*Information given:*
--
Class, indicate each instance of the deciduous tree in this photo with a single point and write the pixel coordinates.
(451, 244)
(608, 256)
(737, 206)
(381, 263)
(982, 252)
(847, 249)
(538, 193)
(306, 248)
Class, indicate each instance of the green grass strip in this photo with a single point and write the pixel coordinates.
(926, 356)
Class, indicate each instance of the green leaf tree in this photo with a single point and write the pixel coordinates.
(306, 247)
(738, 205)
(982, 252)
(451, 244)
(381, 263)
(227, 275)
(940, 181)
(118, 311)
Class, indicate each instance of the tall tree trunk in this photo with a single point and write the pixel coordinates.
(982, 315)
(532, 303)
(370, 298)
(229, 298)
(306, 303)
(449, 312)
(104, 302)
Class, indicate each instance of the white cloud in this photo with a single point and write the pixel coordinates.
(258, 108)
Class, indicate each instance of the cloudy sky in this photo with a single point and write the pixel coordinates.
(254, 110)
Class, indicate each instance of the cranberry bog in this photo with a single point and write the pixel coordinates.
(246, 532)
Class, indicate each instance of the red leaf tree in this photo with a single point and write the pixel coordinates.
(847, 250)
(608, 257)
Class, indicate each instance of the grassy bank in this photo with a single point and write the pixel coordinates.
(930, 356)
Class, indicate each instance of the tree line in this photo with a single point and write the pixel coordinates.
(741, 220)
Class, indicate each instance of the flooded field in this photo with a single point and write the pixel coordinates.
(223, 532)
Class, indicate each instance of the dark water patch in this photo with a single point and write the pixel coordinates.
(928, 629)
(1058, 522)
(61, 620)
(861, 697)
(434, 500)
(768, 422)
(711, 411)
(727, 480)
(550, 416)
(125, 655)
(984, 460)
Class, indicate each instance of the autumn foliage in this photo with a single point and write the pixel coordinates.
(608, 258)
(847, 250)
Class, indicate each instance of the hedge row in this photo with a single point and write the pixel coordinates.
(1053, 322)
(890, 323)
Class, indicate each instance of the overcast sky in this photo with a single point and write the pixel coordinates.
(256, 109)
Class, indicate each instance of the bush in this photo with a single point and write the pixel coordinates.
--
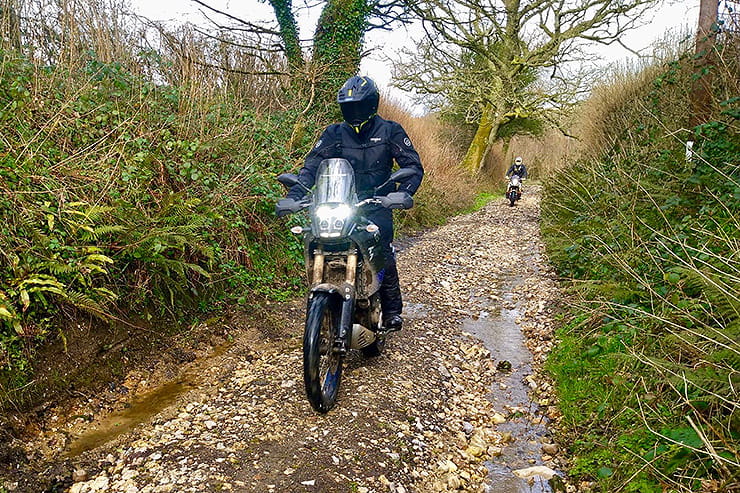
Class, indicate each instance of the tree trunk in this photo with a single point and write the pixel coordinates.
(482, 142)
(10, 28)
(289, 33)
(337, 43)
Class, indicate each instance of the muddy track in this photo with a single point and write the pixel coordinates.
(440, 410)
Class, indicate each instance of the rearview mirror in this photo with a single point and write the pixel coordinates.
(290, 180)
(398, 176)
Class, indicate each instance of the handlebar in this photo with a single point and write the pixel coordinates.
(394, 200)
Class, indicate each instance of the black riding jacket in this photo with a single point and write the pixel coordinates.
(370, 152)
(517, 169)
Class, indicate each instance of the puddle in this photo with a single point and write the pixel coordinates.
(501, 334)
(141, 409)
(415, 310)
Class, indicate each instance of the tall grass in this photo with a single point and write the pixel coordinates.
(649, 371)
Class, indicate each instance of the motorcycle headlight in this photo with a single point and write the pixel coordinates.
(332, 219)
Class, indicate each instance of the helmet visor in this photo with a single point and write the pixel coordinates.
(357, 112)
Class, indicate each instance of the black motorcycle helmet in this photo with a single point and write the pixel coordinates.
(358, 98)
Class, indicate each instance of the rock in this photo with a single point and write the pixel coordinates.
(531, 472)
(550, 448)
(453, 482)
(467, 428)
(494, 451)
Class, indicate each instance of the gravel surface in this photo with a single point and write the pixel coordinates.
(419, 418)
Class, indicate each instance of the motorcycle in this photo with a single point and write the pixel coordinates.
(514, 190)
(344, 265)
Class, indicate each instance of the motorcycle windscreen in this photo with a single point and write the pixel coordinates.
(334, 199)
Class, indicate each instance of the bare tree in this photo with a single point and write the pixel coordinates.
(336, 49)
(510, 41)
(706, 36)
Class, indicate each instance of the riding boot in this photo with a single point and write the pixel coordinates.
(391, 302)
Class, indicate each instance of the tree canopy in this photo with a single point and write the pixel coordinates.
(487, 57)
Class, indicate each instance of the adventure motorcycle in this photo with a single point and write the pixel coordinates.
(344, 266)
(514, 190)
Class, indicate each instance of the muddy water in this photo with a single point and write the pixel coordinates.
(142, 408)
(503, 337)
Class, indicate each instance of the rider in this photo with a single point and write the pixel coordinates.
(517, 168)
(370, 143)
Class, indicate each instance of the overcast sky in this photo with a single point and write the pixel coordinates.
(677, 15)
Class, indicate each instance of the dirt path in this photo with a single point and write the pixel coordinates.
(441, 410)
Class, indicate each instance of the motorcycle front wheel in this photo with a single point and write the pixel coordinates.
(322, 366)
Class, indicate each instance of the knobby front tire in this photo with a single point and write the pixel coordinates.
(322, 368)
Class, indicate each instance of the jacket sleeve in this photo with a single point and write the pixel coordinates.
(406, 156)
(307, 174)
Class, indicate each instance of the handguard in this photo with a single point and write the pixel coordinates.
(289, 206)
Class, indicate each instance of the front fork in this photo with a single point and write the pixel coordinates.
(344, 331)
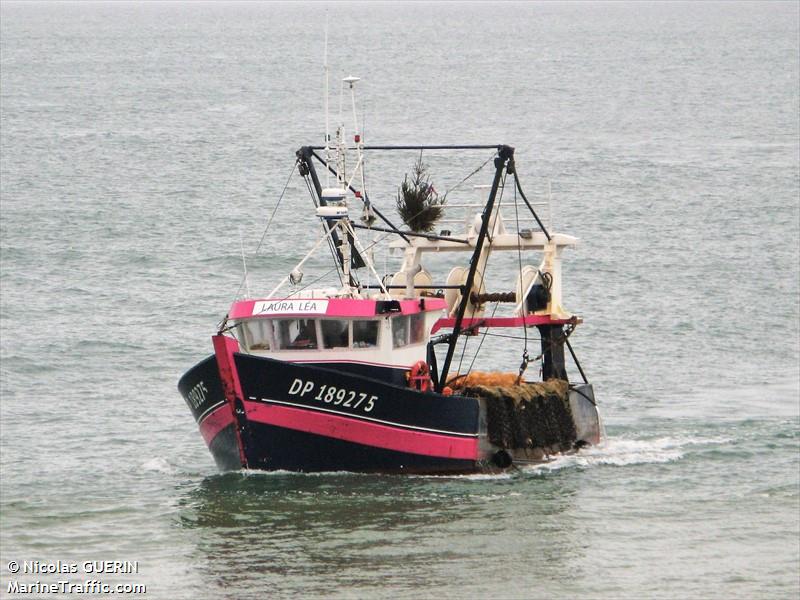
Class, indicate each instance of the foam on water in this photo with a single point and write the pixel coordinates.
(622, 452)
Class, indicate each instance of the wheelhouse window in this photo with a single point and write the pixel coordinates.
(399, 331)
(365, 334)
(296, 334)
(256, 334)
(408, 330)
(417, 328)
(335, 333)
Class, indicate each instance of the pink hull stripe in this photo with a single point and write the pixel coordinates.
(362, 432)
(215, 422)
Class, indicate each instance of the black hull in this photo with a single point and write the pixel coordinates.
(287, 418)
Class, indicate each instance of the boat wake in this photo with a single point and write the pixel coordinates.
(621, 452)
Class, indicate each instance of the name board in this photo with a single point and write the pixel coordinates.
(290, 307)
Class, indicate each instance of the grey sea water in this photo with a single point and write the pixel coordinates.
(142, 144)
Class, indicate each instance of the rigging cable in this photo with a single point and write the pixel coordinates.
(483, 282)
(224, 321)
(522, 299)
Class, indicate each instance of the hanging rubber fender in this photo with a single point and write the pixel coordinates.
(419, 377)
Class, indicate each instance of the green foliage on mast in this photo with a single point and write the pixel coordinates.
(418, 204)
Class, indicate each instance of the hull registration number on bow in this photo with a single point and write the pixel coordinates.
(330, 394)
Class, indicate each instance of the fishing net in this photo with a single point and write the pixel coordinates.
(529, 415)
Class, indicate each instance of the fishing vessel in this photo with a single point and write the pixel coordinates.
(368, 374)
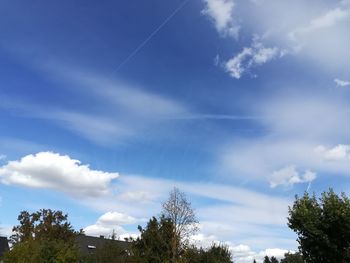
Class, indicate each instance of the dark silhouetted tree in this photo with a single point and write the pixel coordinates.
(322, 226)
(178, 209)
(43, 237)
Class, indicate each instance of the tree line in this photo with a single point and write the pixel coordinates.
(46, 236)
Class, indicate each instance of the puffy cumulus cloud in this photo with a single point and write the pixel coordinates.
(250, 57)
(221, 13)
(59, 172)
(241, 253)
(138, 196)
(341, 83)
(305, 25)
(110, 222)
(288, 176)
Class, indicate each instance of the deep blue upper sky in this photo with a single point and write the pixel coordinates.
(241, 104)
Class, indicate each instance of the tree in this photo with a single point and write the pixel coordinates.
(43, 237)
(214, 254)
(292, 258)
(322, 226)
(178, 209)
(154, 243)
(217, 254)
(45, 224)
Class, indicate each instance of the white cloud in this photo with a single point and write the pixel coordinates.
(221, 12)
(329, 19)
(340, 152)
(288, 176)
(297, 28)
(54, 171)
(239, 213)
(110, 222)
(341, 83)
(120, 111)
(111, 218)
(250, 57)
--
*Goal of the exercise:* Copy out every line of the records above that contains the word "motorcycle".

*Answer in full:*
Class, indicate each instance of the motorcycle headlight in this photo with a single point and write the pixel coordinates.
Class, indicate each instance of the black motorcycle helmet in this photo with a single point and write the pixel coordinates.
Class, indicate each instance of the motorcycle in this photo with a single point and write the pixel coordinates.
Class, indicate each instance of the motorcycle windscreen in this photo with a single point and write the pixel coordinates.
Class, indicate each instance of the adventure motorcycle in this photo with a single point and write the pixel coordinates.
Class, indicate each instance of the motorcycle front wheel in this photo with a single point and write the pixel coordinates.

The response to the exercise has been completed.